Document section
----------------------------------------

NRT-URoL: Decoding the Mechanisms Underpinning Biofilm Function and Architecture in Extreme Environments

Biofilms, communities of microorganisms attached to surfaces, occur in/on almost any environment and surface type. As a result, they have widespread impact on many aspects of both engineered and natural systems including agriculture, industry, and human health. Extreme environments provide unique opportunities to conduct cross-cutting transformative science.

Their reduced biodiversity and extreme physical and chemical conditions enable detailed characterization and quantitative descriptions of important physical, chemical, and biological processes. This National Research Traineeship (NRT) award to Montana State University (MSU) will train a diverse group of Ph.D. students to effectively engage and understand critical properties of extreme biofilm systems across multiple disciplines.

The interdisciplinary research training will help to generate new insights that can control biofilms in engineered and natural systems. The integrative scientific training program uses innovative teaching elements that will equip participants with professional, communication, teamwork, research, and problem-solving skills that are broadly applicable across a variety of industrial and academic research careers.

The project anticipates training 71 Ph.D. students, including 21 NRT-funded trainees, with program activities also serving Ph.D. and M.S. students across a range of STEM departments.

The NRT trainees will use life in extreme environments to push the boundaries of interdisciplinary research, integrating meta-omics-based approaches with high resolution imaging to understand intricate and cross-cutting interactions occurring in multi-species and multi-domain biofilms. Students will investigate extreme biological systems that span the range of conditions where life survives, from the icy Antarctic cryosphere, to Yellowstone National Park terrestrial hot springs, to the hydrothermal vents of Guaymas Basin in the Gulf of California.

Major research themes include: (1) using metagenomics to examine genotypic variations and commonalities related to metabolic potential and diversity in extreme biofilm communities; (2) investigating patterns of biofilm composition and architecture using multi-scale microscopic imaging instrumentation; and (3) identifying patterns of extreme biofilm development, expression of novel pathways, and signaling molecules using proteomics and metabolomics. The traineeship’s project-based and collaborative science curriculum will help participants acquire the fundamental knowledge and skills necessary to converge across disciplinary boundaries to investigate the research themes, identifying properties and patterns of activity that explain biofilm cohesion and organization in extreme systems.

----------------------------------------

Source material
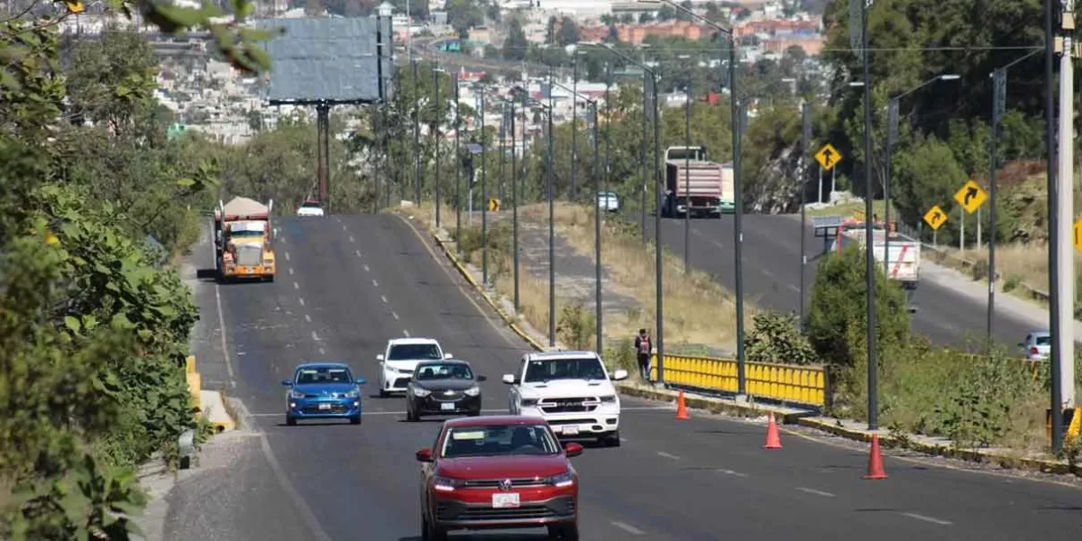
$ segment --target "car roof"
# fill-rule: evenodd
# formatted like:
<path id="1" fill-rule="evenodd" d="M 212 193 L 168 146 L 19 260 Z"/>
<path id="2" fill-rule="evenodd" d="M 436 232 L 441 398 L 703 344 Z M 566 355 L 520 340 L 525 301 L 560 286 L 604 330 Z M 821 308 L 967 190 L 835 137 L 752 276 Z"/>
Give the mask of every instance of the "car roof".
<path id="1" fill-rule="evenodd" d="M 558 360 L 579 359 L 582 357 L 598 358 L 596 352 L 570 351 L 570 352 L 533 352 L 526 354 L 530 360 Z"/>
<path id="2" fill-rule="evenodd" d="M 294 371 L 302 368 L 349 368 L 345 362 L 301 362 Z"/>
<path id="3" fill-rule="evenodd" d="M 436 339 L 425 339 L 425 338 L 403 338 L 403 339 L 391 339 L 387 341 L 388 345 L 399 345 L 399 344 L 439 344 Z"/>
<path id="4" fill-rule="evenodd" d="M 460 417 L 444 422 L 445 426 L 456 428 L 462 426 L 516 426 L 520 424 L 545 424 L 545 420 L 537 415 L 479 415 Z"/>

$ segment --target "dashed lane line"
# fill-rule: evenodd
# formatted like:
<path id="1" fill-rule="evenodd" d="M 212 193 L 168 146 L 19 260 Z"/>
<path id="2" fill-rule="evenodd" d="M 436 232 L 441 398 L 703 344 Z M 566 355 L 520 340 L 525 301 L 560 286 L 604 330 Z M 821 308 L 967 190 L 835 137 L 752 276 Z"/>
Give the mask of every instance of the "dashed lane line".
<path id="1" fill-rule="evenodd" d="M 800 490 L 801 492 L 807 492 L 809 494 L 821 496 L 823 498 L 834 498 L 834 494 L 830 492 L 823 492 L 822 490 L 816 490 L 814 488 L 796 487 L 796 490 Z"/>
<path id="2" fill-rule="evenodd" d="M 918 515 L 916 513 L 902 513 L 902 515 L 918 520 L 923 520 L 925 523 L 938 524 L 939 526 L 950 526 L 954 524 L 950 520 L 942 520 L 933 516 Z"/>
<path id="3" fill-rule="evenodd" d="M 638 528 L 636 528 L 636 527 L 634 527 L 634 526 L 632 526 L 630 524 L 624 524 L 624 523 L 621 523 L 619 520 L 612 520 L 612 526 L 616 526 L 617 528 L 620 528 L 621 530 L 626 531 L 628 533 L 631 533 L 632 536 L 645 536 L 646 535 L 645 531 L 643 531 L 643 530 L 641 530 L 641 529 L 638 529 Z"/>

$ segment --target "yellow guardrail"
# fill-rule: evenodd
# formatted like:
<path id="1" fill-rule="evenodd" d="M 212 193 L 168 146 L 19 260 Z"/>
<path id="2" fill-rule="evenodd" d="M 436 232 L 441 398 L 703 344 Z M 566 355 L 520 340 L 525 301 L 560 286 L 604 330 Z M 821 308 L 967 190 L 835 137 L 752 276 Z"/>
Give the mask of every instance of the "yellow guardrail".
<path id="1" fill-rule="evenodd" d="M 650 375 L 658 377 L 658 356 L 654 354 Z M 827 369 L 821 366 L 795 367 L 766 362 L 744 362 L 747 392 L 750 395 L 786 403 L 826 406 Z M 713 357 L 665 355 L 665 383 L 725 393 L 737 393 L 737 361 Z"/>

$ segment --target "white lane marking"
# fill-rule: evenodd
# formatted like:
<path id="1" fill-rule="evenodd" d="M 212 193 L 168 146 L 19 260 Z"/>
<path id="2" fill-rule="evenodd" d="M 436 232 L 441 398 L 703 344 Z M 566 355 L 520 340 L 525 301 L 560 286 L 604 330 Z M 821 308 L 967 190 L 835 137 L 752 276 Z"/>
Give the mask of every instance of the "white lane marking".
<path id="1" fill-rule="evenodd" d="M 740 472 L 734 472 L 733 470 L 715 470 L 715 472 L 723 473 L 725 475 L 735 475 L 737 477 L 747 477 L 748 476 L 748 474 L 743 474 L 743 473 L 740 473 Z"/>
<path id="2" fill-rule="evenodd" d="M 217 283 L 214 285 L 214 302 L 217 303 L 217 328 L 222 335 L 222 356 L 225 357 L 225 370 L 229 373 L 229 386 L 237 387 L 237 379 L 233 375 L 233 364 L 229 361 L 229 346 L 225 340 L 225 317 L 222 315 L 222 293 Z"/>
<path id="3" fill-rule="evenodd" d="M 822 496 L 826 498 L 834 498 L 834 494 L 830 492 L 823 492 L 822 490 L 816 490 L 814 488 L 796 487 L 796 490 L 800 490 L 801 492 L 807 492 L 809 494 Z"/>
<path id="4" fill-rule="evenodd" d="M 643 536 L 643 535 L 646 535 L 645 531 L 643 531 L 643 530 L 641 530 L 641 529 L 638 529 L 638 528 L 636 528 L 636 527 L 634 527 L 634 526 L 632 526 L 630 524 L 623 524 L 623 523 L 618 522 L 618 520 L 612 520 L 612 526 L 616 526 L 617 528 L 620 528 L 621 530 L 626 531 L 628 533 L 631 533 L 632 536 Z"/>
<path id="5" fill-rule="evenodd" d="M 915 518 L 918 520 L 924 520 L 925 523 L 938 524 L 939 526 L 950 526 L 954 524 L 950 520 L 940 520 L 939 518 L 925 515 L 918 515 L 916 513 L 902 513 L 902 515 L 908 516 L 910 518 Z"/>

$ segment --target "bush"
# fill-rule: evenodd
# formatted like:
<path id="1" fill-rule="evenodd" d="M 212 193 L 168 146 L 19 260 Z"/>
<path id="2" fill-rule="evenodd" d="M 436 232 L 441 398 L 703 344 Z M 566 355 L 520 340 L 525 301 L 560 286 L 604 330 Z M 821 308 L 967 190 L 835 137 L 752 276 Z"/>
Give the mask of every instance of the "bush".
<path id="1" fill-rule="evenodd" d="M 784 365 L 813 365 L 819 361 L 807 337 L 797 328 L 794 315 L 765 312 L 755 315 L 748 340 L 748 360 Z"/>

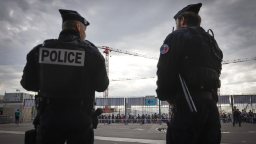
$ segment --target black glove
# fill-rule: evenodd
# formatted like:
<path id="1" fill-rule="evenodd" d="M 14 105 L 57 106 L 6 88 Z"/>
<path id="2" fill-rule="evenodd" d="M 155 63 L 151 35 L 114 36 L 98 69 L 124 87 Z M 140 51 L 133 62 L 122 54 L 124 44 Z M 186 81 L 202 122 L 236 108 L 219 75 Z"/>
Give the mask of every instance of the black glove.
<path id="1" fill-rule="evenodd" d="M 97 126 L 99 123 L 98 116 L 103 112 L 101 108 L 97 108 L 92 114 L 92 127 L 94 129 L 97 128 Z"/>

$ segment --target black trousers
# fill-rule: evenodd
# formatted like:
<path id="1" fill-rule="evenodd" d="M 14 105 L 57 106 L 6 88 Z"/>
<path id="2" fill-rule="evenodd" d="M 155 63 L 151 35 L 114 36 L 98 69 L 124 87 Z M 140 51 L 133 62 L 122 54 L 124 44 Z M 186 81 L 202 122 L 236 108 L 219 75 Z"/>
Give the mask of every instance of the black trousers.
<path id="1" fill-rule="evenodd" d="M 166 144 L 220 144 L 221 126 L 215 102 L 194 100 L 197 112 L 191 113 L 184 96 L 180 96 L 176 98 L 173 108 Z"/>
<path id="2" fill-rule="evenodd" d="M 15 124 L 19 124 L 19 120 L 20 120 L 20 116 L 15 116 Z"/>
<path id="3" fill-rule="evenodd" d="M 239 126 L 241 126 L 241 121 L 240 120 L 240 118 L 239 118 L 239 116 L 233 116 L 234 118 L 233 119 L 233 126 L 235 126 L 235 124 L 236 123 L 236 121 L 238 121 L 238 124 Z"/>
<path id="4" fill-rule="evenodd" d="M 92 116 L 81 102 L 50 102 L 37 127 L 37 144 L 93 144 Z"/>

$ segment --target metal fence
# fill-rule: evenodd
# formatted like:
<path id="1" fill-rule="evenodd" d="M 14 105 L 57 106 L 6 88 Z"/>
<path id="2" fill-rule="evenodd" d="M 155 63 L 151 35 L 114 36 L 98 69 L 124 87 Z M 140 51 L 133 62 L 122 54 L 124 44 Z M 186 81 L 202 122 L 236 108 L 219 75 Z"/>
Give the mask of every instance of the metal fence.
<path id="1" fill-rule="evenodd" d="M 102 115 L 99 117 L 100 122 L 108 122 L 108 123 L 109 120 L 114 121 L 118 123 L 165 122 L 165 120 L 168 119 L 171 114 L 169 105 L 166 101 L 160 101 L 156 97 L 152 99 L 151 96 L 151 99 L 148 99 L 146 96 L 96 98 L 95 108 L 101 108 L 104 112 Z M 247 114 L 250 111 L 253 113 L 252 116 L 243 118 L 243 122 L 250 122 L 250 120 L 255 117 L 256 94 L 219 96 L 218 99 L 217 105 L 220 114 L 220 118 L 223 122 L 232 121 L 232 112 L 234 106 L 241 112 L 242 110 L 244 110 Z M 34 100 L 24 102 L 24 114 L 21 115 L 20 118 L 20 123 L 30 123 L 33 121 L 34 116 L 36 115 L 35 111 L 34 111 L 33 114 L 31 114 L 32 107 L 34 106 Z M 109 118 L 109 115 L 110 118 Z M 124 117 L 123 119 L 122 115 Z M 104 123 L 107 123 L 105 122 Z M 14 116 L 0 116 L 0 123 L 13 122 L 15 122 Z"/>
<path id="2" fill-rule="evenodd" d="M 146 118 L 144 119 L 145 123 L 152 123 L 151 120 L 157 119 L 158 118 L 164 120 L 168 119 L 171 114 L 171 110 L 169 108 L 168 103 L 165 101 L 160 100 L 156 97 L 154 98 L 155 99 L 153 100 L 153 101 L 155 101 L 155 103 L 152 105 L 147 103 L 148 101 L 146 96 L 96 98 L 96 108 L 100 108 L 103 110 L 104 113 L 99 117 L 103 121 L 109 122 L 110 120 L 109 119 L 113 119 L 117 120 L 118 123 L 126 121 L 127 122 L 130 121 L 132 123 L 136 123 L 138 121 L 143 121 L 141 117 L 143 115 L 146 118 L 150 118 L 148 119 L 150 120 L 146 120 Z M 244 110 L 247 114 L 249 111 L 254 113 L 250 117 L 243 118 L 244 119 L 250 119 L 249 117 L 252 119 L 255 116 L 255 94 L 219 96 L 218 99 L 217 106 L 220 113 L 220 118 L 222 122 L 232 121 L 232 110 L 234 106 L 236 106 L 241 112 L 242 110 Z M 124 120 L 120 118 L 122 115 L 124 116 Z M 139 118 L 139 120 L 134 120 L 134 116 L 136 116 L 135 118 Z M 126 117 L 128 118 L 126 118 Z M 148 122 L 149 121 L 150 122 Z M 163 122 L 165 120 L 163 120 Z M 246 121 L 248 120 L 246 120 Z"/>

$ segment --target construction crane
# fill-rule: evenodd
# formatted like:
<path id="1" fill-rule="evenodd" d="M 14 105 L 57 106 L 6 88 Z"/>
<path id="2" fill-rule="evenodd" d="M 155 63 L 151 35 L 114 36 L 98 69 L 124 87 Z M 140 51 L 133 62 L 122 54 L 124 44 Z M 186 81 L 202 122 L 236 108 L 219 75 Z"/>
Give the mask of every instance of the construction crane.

----------------------------------------

Exercise goal
Go on with the text about extreme-environment biofilm traineeship, starting after its final sentence.

Written answer
Key elements of this NRT program are scalable and sustainable, including (1) a program that allows students personalize their technical training, curriculum, and mentor team; (2) seminars, courses, and activities that help trainees develop transferrable professional and technical skills that feature strongly across a range of research-related careers, and (3) recruitment, mentoring, and retention strategies that broaden STEM participation, foster mentoring and professional relationships, and improve students’ research productivity. The program provides a holistic educational experience for the trainees, where innovative training elements thoughtfully prepare participants to thrive in a variety of research careers.

The NSF Research Traineeship (NRT) Program is designed to encourage the development and implementation of bold, new potentially transformative models for STEM graduate education training. The program is dedicated to effective training of STEM graduate students in high priority interdisciplinary or convergent research areas through comprehensive traineeship models that are innovative, evidence-based, and aligned with changing workforce and research needs.

This award reflects NSF's statutory mission and has been deemed worthy of support through evaluation using the Foundation's intellectual merit and broader impacts review criteria.